Excerpts from location labeling data

....

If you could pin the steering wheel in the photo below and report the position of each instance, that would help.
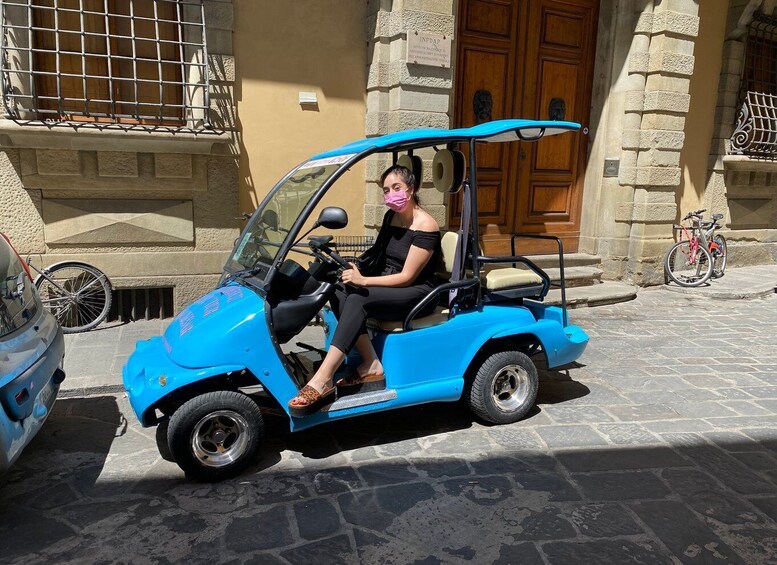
(320, 247)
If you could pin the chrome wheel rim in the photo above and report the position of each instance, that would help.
(511, 388)
(220, 438)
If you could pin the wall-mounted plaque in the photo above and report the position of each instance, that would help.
(428, 49)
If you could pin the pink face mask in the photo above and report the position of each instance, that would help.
(396, 200)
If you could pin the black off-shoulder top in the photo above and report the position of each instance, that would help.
(398, 246)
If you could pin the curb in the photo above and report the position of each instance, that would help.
(90, 391)
(732, 294)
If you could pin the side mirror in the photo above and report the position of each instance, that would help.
(332, 218)
(270, 219)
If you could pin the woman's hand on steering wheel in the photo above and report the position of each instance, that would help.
(352, 276)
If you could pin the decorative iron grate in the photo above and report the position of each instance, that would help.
(131, 304)
(131, 63)
(755, 133)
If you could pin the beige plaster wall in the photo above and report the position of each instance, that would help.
(281, 49)
(700, 121)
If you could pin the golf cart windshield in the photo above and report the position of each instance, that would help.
(262, 239)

....

*Problem statement:* Format every line of the material above as a JSON list of strings, one string per line. Skip blank lines and leave the pictures out.

*Solution to this exercise:*
[
  "If you could pin the steering wheel in the photo below and report the position of each instance, that would help.",
  "(320, 247)",
  "If you could pin the chrome wheel rim in the photo above and report the position of each instance, that would help.",
  "(511, 388)",
  "(220, 438)",
  "If you could pin the wall-mounted plaque in the photo above and report the position of each instance, that would help.",
  "(428, 49)",
  "If you could pin the pink face mask in the photo above and report the position of each instance, that would help.",
  "(396, 200)",
  "If you could pin the black off-shoulder top in the photo above and report the position of each instance, that would help.",
  "(398, 246)",
  "If you could pin the curb in the photo above and report the position of each instance, that would help.",
  "(90, 391)",
  "(732, 294)",
  "If you could pin the side mirror in the photo above and report the position of each instance, that would help.",
  "(332, 218)",
  "(270, 219)",
  "If you could pin the woman's hand on steering wheel in the photo above and report the position of each instance, that would help.",
  "(352, 276)",
  "If you could pin the decorative iron grate in the photo above and report the position of each instance, that would help.",
  "(131, 304)",
  "(131, 63)",
  "(755, 133)",
  "If you could pin the beige plaster wall in the photo above and report the position of each instance, that would help.",
  "(281, 49)",
  "(700, 121)",
  "If you could pin the golf cart windshield in the photo above and report the position of each instance, that would help.",
  "(262, 239)"
]